[Opening DATA IN THIS EXERCISE section]

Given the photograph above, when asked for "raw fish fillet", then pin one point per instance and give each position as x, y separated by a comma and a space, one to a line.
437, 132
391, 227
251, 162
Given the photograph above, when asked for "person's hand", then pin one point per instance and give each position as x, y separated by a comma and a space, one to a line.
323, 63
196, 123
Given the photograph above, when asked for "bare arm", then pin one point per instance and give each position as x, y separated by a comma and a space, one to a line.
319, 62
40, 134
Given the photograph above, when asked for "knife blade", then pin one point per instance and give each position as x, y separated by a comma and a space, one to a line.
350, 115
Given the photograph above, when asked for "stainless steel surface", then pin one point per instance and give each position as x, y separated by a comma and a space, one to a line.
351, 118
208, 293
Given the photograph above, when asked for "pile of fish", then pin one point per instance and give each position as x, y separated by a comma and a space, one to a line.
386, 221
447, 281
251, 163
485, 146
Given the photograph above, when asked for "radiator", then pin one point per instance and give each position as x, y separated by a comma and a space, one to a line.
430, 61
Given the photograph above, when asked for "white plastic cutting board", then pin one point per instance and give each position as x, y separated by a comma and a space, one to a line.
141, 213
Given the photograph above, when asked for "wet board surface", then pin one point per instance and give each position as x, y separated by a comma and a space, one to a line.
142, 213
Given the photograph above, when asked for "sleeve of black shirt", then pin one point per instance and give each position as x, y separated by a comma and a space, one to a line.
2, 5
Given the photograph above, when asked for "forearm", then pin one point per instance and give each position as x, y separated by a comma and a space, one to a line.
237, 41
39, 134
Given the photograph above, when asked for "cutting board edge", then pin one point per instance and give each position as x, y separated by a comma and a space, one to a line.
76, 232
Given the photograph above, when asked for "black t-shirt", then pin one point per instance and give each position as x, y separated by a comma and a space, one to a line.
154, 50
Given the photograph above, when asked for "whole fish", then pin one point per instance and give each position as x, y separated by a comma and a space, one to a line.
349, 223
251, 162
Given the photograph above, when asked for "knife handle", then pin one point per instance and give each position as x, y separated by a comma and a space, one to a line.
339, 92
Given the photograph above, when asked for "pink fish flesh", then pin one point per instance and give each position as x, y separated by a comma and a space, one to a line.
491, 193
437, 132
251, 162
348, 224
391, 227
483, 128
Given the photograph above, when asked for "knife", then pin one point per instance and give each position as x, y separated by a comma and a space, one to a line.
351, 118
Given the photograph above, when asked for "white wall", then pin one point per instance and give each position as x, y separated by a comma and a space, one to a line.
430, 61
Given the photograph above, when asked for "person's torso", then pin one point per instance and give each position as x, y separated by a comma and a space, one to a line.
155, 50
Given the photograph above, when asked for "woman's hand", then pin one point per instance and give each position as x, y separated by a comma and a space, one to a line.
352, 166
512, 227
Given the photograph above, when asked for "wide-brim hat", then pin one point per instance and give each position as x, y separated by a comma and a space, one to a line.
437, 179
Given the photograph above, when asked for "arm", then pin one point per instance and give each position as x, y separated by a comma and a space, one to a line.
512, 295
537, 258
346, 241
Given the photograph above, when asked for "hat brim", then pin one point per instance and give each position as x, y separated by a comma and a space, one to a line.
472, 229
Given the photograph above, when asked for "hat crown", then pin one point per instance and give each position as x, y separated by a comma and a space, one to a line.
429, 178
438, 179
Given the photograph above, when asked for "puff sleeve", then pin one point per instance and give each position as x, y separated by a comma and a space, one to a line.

[Closing DATA IN THIS EXERCISE section]

• EXERCISE GOAL: Retype all the data. Nothing may be left out or altered.

• OUTPUT BELOW:
Given the photograph above, when asked for "raw fish fillet", then pin one point per instance and give each position as x, y separated by a comma and a space, one to a line.
437, 132
391, 227
251, 162
Given the photograph above, when asked for "person's hand", then pin one point per instance and give each position as x, y separated by a comma and a space, one to a line.
323, 63
196, 123
Given the photograph above, when asked for "bare arm", then pin one point per instance and give each position as x, y separated by a comma and a space, one to a line.
319, 62
40, 134
Given the photograph above, when asked for "knife blade", then pin one point per instance and give each position as x, y separated by a comma and a space, one to a line.
350, 115
Given the photograph above, when asked for "stainless steel surface", then pin one point per instance and give each position as x, y separated by a comma and a space, one to a line.
351, 118
208, 293
Given the photograph above, when asked for "pile of fish", then pin one point per instance and give each position as x, y separated by a comma and a space, one to a line.
386, 221
447, 281
251, 163
485, 146
Given the photograph above, when asked for "radiator", then pin one point per instance and give each position as x, y separated by a comma and a space, one to a line.
430, 61
Given the photograph above, when asked for "white plastic cutting board", then pin one point per instance and give each position as x, y separated by a comma and a space, one to a line.
141, 213
Given the photograph above, when asked for "wet board surface", then pin one point per instance and give each position as x, y separated by a comma and a space, one to a line.
142, 213
Given the photograph above, when asked for "sleeve of black shirt", then pin one point per instance and give each position as x, y separated by a comma and a space, one to a line.
2, 5
Given the photograph above, when asked for "forearm", then pin one point per instance and give each position as x, y separated by a comma and a space, one to a line.
237, 41
39, 134
Given the photograph above, when asked for "cutting board edge", then pin one point per instance and give each position as x, y separated by a comma and a space, one to a line.
76, 232
Given the photograph above, when asked for "black t-shirt", then pin one point per instance and give each position as x, y separated by a comma and a space, one to a line.
154, 50
Given the photograph above, when asked for "whole fish", then pin one point per instance and give each position as x, y separated by a comma and a space, one to a line.
349, 223
251, 162
Given the photograph above, when asked for "knife handle", then pin one point per instance and give each position as x, y separated by a comma and a space, one to a line.
339, 92
Given the photograph above, when asked for "pink fish flesh", then pin one point per instance and give each position as x, y separated by a comma and a space, one to a line.
491, 193
437, 132
251, 162
348, 224
391, 227
483, 128
Given the photograph above, when asked for "knife", then pin one point per instance and give each position as x, y separated by a comma and a space, one to a line.
351, 118
Given the photograph above, when asked for "white wall", then pin one point per instance and give each position as x, y separated by a comma and a space, one to a line.
430, 61
Given the photograph above, when asked for "person's torso", then pin one point per instance and give each position as x, y separated by a comma and a space, one to a line.
155, 50
Given the photograph above, when asked for "woman's hand", then pin one point per instance and give each position as x, y separated by a comma and a space, one to a line.
352, 166
512, 227
Given the photograph above, when asked for "wide-brim hat", then pin one point per instance and give each position as x, y separated by a comma and a space, one to a line.
437, 179
Given the photograph above, when asked for "arm", then pin one point per instance and give each position as x, y separated by a comma and a space, one to a line.
512, 295
537, 258
346, 241
Given the photograph above, when asked for "hat brim", then pin one point per instance and give each position as x, y separated by a comma and a space, one to a line.
472, 229
Given the photograph above, when asked for "hat crown", then pin one point per instance and give each position as x, y separated by a comma and a space, one to a line.
429, 178
438, 179
Given the photograph above, when asked for "puff sleeve", then pin one point per instance and give each position as x, y separated by a comma and a space, one to a line.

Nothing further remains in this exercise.